-- Start Text to read --

Introductory Statistics: Learning Objectives 1, 2, 3

Use the shape (skewness and symmetry), the center (mean/median), and the spread/range of the distributions displayed in the histograms to determine which boxplots share those characteristics. You may need to use process of elimination.

1. C
2. B
3. A
4. D

• Histogram 1 corresponds to Boxplot C. The histogram shows a roughly uniform or flat distribution with data is spread evenly between 0 and 100. Boxplot C reflects this with a very wide interquartile range (the box) and whiskers that extend across most of the range. The median is near 50, as expected for a symmetric distribution on [0, 100].


• Histogram 2 corresponds to Boxplot B. The histogram shows a symmetric, unimodal (bell-shaped) distribution centered near 65. Likewise, Boxplot B displays a symmetric distribution with the median line around 65 and whiskers of similar length.


• Histogram 3 corresponds to Boxplot A. The histogram is clearly left-skewed, with data concentrated between measurements of 80 to 90. The box in Boxplot A contains left skew because the median is closer to the third quartile (top of box) than the first quartile (bottom of box). Further, the bottom whisker extends further than the top whisker and there are several small-value outliers indicated, both consistent with left-skew.


• Histogram 4 corresponds to Boxplot D. The histogram is multi-modal, which boxplots are not usually effective at displaying. Measurements extend the full range from 0 to 100 which is consistent with the large variability (wide box) in Boxplot D.

-- End Text to read --
-- Start Data shown --

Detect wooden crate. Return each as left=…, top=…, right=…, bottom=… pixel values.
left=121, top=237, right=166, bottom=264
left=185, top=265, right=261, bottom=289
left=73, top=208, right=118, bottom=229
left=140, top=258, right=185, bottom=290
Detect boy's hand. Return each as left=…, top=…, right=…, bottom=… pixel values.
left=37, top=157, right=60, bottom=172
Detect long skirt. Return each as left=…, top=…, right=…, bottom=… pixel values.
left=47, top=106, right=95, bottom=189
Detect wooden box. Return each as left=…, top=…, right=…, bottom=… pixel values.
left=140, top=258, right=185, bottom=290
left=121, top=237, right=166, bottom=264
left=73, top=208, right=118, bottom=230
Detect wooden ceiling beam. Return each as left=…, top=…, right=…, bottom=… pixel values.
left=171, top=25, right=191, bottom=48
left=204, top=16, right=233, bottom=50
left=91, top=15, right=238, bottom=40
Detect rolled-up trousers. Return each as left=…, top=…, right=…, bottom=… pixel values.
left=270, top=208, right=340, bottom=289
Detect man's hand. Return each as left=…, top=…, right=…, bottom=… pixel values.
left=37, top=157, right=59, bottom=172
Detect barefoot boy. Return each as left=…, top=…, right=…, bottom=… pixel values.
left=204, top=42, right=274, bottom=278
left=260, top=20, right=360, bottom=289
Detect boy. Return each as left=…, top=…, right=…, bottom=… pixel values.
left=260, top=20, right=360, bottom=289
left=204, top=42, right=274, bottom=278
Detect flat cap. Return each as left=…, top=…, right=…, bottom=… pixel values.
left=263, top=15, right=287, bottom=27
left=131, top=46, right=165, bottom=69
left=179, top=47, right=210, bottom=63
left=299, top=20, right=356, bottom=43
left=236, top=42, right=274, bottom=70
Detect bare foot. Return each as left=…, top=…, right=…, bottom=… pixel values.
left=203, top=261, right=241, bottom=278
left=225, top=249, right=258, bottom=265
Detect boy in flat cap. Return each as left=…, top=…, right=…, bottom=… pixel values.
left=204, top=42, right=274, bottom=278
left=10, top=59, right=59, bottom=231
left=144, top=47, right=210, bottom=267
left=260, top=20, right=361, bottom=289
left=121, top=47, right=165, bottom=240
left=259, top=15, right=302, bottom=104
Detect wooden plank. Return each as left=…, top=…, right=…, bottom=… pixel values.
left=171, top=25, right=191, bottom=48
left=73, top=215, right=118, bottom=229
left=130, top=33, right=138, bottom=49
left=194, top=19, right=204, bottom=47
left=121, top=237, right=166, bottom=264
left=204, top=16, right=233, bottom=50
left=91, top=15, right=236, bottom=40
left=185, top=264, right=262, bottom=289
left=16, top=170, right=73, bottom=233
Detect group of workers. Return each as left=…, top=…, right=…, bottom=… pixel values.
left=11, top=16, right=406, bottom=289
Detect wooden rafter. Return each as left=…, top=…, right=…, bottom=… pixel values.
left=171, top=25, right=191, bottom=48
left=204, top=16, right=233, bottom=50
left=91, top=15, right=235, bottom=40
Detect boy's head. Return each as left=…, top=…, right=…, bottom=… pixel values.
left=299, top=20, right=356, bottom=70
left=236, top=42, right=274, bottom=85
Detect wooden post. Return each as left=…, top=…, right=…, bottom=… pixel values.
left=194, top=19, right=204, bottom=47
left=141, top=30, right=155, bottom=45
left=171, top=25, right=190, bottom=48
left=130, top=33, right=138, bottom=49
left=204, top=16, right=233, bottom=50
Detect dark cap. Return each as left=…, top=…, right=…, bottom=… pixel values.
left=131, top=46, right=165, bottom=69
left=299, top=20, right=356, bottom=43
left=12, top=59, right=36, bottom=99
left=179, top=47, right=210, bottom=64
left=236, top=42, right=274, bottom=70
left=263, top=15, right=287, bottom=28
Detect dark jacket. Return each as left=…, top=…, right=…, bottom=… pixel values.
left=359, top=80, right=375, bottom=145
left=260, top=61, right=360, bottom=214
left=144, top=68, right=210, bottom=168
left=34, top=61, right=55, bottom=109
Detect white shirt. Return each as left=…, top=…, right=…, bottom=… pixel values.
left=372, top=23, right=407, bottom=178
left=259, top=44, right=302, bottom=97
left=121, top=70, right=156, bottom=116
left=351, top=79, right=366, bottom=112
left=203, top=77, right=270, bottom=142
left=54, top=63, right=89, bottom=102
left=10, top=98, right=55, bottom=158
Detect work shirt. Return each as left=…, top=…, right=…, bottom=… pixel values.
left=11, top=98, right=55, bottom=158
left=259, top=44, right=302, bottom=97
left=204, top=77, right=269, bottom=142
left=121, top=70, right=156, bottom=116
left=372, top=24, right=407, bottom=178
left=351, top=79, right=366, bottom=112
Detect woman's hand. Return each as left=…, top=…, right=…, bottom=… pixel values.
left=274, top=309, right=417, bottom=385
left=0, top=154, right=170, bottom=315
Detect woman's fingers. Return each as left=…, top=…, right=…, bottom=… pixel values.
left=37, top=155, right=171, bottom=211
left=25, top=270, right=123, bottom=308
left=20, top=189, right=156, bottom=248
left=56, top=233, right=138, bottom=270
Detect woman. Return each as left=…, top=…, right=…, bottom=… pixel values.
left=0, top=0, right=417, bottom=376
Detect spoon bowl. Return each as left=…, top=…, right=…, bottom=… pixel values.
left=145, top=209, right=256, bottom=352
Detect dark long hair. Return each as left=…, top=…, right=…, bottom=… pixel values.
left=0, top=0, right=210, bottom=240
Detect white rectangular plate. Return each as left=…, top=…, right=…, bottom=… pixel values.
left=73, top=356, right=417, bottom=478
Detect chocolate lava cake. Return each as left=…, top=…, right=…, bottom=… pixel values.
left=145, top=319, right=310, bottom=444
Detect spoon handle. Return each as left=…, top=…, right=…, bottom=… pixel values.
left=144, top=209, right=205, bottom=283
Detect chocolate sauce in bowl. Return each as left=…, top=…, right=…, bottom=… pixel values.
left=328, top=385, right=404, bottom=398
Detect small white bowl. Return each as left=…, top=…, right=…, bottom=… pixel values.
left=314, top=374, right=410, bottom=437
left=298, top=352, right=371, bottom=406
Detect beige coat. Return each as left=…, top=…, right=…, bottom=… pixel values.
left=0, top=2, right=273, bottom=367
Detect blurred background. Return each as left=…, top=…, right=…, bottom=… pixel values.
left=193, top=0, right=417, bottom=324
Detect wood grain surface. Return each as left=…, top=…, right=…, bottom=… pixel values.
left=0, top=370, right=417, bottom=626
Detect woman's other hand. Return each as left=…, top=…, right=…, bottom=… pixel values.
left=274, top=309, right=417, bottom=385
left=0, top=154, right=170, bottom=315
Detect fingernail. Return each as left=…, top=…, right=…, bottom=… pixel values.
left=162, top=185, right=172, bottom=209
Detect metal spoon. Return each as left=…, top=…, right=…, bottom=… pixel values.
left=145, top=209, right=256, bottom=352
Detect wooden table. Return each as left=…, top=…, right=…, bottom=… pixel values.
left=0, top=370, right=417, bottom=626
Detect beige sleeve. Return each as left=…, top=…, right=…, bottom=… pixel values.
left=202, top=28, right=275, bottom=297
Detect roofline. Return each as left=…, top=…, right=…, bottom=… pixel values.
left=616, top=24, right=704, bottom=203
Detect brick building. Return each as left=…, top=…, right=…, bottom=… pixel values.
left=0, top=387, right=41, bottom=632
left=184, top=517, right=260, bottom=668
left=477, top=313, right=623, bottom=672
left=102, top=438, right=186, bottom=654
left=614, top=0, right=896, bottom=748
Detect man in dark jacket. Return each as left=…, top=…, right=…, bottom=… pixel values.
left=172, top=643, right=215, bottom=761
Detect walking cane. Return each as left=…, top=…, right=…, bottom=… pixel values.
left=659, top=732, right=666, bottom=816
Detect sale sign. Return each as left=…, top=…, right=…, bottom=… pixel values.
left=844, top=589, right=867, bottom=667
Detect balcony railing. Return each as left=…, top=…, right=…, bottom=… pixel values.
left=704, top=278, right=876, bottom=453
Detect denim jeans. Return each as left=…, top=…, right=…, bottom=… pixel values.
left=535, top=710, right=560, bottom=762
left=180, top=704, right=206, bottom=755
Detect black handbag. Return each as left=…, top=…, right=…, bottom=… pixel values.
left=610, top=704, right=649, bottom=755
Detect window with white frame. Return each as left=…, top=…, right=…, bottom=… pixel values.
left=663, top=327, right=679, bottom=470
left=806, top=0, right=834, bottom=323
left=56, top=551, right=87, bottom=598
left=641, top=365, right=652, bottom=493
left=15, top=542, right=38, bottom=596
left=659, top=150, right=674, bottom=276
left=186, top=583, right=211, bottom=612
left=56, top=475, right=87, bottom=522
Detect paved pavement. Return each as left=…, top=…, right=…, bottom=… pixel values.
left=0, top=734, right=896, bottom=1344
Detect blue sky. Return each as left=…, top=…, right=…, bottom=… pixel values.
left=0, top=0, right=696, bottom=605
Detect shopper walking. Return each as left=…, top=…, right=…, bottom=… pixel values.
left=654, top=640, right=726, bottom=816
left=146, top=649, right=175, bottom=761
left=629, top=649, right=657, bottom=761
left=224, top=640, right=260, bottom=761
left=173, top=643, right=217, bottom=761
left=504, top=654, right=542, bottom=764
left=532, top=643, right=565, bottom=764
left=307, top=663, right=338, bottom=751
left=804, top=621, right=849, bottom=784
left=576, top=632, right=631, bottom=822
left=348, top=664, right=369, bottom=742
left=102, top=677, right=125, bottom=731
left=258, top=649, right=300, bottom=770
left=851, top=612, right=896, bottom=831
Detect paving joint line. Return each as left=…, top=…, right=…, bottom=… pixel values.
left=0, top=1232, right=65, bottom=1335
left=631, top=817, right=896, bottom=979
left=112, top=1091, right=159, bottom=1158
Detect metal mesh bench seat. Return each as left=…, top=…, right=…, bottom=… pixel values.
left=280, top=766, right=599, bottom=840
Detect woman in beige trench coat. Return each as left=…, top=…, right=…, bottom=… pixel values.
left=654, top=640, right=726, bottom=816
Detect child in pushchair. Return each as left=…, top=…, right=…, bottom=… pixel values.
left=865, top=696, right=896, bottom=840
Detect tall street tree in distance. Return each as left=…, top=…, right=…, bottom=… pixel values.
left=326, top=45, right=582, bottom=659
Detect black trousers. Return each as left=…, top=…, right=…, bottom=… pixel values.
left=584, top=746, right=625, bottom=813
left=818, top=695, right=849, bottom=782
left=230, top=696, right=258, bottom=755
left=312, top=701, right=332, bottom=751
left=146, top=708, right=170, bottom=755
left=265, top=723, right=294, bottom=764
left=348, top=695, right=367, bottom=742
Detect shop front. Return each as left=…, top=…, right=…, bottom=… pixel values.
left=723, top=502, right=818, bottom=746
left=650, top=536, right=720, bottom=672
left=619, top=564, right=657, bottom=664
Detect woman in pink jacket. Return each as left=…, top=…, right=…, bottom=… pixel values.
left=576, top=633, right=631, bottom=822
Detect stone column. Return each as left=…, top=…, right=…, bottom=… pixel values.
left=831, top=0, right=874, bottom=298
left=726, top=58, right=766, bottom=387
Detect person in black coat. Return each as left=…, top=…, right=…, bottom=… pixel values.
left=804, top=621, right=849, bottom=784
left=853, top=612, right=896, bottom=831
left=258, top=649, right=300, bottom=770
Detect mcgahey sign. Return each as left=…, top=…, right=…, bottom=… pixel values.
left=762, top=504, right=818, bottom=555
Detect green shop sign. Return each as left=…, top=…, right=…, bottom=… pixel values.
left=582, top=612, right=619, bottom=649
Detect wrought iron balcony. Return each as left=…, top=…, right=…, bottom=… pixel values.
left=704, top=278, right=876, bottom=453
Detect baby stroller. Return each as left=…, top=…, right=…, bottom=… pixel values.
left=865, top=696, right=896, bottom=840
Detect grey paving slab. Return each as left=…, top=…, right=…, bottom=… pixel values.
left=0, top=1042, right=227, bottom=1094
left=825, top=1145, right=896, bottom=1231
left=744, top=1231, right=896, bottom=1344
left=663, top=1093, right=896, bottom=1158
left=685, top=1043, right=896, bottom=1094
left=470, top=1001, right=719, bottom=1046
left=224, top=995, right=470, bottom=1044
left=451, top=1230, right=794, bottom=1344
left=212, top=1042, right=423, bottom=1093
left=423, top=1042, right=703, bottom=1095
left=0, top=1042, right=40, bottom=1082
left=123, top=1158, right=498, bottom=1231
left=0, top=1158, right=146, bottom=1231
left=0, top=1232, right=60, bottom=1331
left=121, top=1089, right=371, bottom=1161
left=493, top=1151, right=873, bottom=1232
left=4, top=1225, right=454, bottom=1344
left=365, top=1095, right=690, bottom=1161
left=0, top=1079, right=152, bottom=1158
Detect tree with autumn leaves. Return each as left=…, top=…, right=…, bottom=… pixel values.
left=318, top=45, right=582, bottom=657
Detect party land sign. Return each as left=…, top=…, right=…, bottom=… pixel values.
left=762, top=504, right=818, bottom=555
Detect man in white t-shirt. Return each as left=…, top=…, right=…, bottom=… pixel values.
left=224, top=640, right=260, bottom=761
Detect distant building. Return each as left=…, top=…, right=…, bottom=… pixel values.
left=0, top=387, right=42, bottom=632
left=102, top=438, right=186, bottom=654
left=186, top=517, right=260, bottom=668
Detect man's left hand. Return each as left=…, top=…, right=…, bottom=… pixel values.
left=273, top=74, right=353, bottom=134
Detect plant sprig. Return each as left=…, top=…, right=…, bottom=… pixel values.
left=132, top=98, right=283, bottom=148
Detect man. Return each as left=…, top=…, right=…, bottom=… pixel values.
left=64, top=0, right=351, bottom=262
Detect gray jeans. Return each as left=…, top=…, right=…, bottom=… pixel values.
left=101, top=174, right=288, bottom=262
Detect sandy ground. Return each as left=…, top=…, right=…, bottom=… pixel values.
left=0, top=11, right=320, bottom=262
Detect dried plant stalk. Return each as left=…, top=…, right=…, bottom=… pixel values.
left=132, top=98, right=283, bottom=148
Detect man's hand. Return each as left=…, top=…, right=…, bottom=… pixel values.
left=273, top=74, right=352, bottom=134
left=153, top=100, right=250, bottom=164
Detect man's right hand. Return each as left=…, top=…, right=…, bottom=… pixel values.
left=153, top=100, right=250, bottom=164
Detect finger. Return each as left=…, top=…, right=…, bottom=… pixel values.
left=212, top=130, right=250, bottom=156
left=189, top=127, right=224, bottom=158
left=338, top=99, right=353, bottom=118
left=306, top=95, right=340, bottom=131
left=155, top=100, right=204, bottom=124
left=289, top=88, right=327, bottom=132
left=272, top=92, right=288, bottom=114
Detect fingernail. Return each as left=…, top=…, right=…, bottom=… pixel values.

-- End Data shown --

• **Objectives**:
A - In the statistics text, around what value is the distribution in Histogram 2 centered?
B - Duplicate the statistics text from "Introductory Statistics: Learning" up to and including "on [0, 100].".
C - Go on with the statistics text from the point where it stops.

• **Answers to each task**:
A - Near 65.

B -
Introductory Statistics: Learning Objectives 1, 2, 3

Use the shape (skewness and symmetry), the center (mean/median), and the spread/range of the distributions displayed in the histograms to determine which boxplots share those characteristics. You may need to use process of elimination.

1. C
2. B
3. A
4. D

• Histogram 1 corresponds to Boxplot C. The histogram shows a roughly uniform or flat distribution with data is spread evenly between 0 and 100. Boxplot C reflects this with a very wide interquartile range (the box) and whiskers that extend across most of the range. The median is near 50, as expected for a symmetric distribution on [0, 100].

C -
a) For City A, compare the sample mean and the sample median. If the mean is greater than the median, what does that suggest about the shape? For City B, compare the distances between the median (Q2) and the other quartiles (Q1, Q3), and between the median and the min/max values.
b) For City A, consider what a large standard deviation relative to the mean implies, especially when the data (lead concentration) cannot be negative. For City B, use the 1.5×IQR rule to check if the minimum or maximum values are outliers.

1. City A: Right-skewed. City B: Symmetric.
2. City A: The combination of right skew and large standard deviation relative to the mean suggests the potential for extreme measurments. City B: No, the minimum and maximum measurements are not outliers based on the 1.5xIQR rule.

a) Shape of Distribution:

• City A: The mean (7.3) is substantially greater than the median (4.9) given the scale of the measurements. This indicates that the distribution is likely right-skewed. Larger measurements are pulling the mean up, away from the center of the data (the median).
• City B: The distribution appears symmetric. We can check the distances from the center:
  • Q2 to Q1: $5.3 - 4.0 = 1.3$
  • Q2 to Q3: $6.5 - 5.3 = 1.2$ (very similar)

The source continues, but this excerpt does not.